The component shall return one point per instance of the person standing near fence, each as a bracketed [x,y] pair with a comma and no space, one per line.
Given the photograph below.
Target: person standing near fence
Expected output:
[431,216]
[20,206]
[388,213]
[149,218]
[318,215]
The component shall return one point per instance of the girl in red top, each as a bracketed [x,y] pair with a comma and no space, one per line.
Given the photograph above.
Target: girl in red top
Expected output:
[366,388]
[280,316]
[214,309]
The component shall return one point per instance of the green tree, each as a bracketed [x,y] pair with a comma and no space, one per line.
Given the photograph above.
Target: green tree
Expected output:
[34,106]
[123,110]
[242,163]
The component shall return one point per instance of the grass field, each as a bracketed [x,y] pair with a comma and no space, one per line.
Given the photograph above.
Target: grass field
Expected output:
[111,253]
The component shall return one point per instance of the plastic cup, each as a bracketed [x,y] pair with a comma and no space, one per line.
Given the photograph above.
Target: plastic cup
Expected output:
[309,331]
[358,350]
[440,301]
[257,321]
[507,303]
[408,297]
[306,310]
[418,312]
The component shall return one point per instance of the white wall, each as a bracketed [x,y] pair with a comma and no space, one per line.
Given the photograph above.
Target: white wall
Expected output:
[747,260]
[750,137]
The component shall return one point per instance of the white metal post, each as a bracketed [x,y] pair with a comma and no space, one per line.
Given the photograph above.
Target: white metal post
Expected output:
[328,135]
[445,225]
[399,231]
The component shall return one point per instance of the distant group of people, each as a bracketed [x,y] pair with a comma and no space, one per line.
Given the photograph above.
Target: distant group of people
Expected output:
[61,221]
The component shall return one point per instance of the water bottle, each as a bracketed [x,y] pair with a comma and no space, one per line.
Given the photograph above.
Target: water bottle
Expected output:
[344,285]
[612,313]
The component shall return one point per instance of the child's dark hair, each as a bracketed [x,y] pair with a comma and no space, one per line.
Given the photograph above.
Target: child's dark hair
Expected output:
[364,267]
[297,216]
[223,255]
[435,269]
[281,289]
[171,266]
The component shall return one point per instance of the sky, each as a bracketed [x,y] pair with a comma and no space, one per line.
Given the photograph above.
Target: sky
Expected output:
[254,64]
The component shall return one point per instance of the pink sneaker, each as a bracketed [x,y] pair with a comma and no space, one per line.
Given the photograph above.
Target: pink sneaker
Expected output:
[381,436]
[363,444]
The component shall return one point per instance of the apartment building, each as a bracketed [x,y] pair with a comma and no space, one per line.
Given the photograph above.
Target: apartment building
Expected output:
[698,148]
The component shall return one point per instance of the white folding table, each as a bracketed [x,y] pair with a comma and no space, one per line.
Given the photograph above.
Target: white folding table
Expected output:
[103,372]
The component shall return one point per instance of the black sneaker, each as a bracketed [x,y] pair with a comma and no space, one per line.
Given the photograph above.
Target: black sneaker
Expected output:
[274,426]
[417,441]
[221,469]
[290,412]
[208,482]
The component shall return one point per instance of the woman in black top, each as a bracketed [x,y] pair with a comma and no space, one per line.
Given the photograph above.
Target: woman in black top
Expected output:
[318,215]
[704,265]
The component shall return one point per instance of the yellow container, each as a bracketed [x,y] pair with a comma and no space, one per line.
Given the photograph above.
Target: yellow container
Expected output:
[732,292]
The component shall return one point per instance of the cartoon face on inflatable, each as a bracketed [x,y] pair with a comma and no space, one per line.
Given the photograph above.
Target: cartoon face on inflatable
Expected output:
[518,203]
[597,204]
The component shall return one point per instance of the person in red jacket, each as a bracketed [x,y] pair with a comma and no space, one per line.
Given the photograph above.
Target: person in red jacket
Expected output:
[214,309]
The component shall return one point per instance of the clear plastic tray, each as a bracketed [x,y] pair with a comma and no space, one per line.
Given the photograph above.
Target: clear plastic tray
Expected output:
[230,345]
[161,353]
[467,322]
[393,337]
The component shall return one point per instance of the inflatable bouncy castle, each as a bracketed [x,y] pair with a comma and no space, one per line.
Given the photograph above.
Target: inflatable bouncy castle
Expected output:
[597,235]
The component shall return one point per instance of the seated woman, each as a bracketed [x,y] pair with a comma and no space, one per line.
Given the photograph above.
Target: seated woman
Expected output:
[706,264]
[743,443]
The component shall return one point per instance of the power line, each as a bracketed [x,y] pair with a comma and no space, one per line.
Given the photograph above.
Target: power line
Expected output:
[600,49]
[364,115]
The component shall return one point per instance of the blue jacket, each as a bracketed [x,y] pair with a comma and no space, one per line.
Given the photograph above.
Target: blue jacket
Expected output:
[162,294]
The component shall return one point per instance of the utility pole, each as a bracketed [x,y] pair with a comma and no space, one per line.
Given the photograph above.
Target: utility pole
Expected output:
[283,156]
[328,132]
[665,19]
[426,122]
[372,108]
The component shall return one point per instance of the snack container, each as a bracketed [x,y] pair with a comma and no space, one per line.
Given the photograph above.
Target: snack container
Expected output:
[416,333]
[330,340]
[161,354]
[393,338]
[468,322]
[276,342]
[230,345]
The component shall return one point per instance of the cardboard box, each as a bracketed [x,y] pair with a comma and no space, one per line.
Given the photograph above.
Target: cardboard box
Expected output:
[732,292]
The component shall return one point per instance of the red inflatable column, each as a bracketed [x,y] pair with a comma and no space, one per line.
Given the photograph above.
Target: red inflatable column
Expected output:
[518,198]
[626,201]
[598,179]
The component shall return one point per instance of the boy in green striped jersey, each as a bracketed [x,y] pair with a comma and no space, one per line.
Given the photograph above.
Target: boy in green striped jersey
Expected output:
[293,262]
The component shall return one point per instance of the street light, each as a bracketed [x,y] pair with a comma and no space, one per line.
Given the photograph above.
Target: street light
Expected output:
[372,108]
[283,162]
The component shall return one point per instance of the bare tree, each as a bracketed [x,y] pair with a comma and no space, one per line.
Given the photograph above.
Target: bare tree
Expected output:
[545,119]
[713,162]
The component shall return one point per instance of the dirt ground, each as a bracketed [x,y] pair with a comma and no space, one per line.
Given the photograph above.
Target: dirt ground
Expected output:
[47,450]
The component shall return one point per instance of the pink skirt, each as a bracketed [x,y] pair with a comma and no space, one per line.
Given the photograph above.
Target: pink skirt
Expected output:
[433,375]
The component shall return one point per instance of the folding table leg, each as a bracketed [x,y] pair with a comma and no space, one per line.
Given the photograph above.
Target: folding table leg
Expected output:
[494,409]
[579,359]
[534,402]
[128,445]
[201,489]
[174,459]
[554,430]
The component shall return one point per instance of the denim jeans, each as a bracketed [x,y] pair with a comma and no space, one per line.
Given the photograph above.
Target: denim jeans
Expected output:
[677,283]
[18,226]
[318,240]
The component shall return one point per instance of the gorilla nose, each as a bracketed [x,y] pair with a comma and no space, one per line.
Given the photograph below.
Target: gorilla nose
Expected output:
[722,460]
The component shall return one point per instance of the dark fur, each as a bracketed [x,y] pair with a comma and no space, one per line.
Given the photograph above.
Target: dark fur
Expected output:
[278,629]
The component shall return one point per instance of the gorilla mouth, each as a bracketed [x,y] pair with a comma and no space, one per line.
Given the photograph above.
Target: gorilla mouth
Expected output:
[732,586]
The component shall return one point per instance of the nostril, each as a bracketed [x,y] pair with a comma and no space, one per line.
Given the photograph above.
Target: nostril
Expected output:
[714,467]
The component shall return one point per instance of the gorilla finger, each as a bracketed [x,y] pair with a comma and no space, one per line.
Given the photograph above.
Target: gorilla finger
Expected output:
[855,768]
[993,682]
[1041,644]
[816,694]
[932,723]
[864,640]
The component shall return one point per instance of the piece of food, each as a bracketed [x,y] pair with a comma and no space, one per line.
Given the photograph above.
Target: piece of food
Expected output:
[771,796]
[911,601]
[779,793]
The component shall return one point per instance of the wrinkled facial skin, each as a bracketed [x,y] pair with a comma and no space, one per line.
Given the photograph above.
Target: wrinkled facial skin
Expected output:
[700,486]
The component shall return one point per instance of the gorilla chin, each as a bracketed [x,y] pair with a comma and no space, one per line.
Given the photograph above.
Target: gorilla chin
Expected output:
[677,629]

**What you have to do**
Give back exactly the lines beginning at the one with "The component shall return one point per instance of the piece" and ending at the final line of the material; both boundary lines belong in it.

**Task output**
The component shall return one point per instance of the piece of food, each as a bracketed [x,y] pair with a comma and no space, one per line.
Given the photograph above.
Target: piece of food
Expected output:
[771,796]
[911,601]
[779,793]
The component shall return one point per instance of the wrinkled facial skin, each as a bracketed [x,y] pair with a comma and no space, one per line.
Given the photograph above.
Target: wrinkled facial skin
Expected output:
[700,486]
The component shall return one point per instance of the gorilla chin, each as a bracketed [x,y] pair with a comma and no space, one per line.
Given the photograph above.
Target: gorilla chin
Expected output:
[677,629]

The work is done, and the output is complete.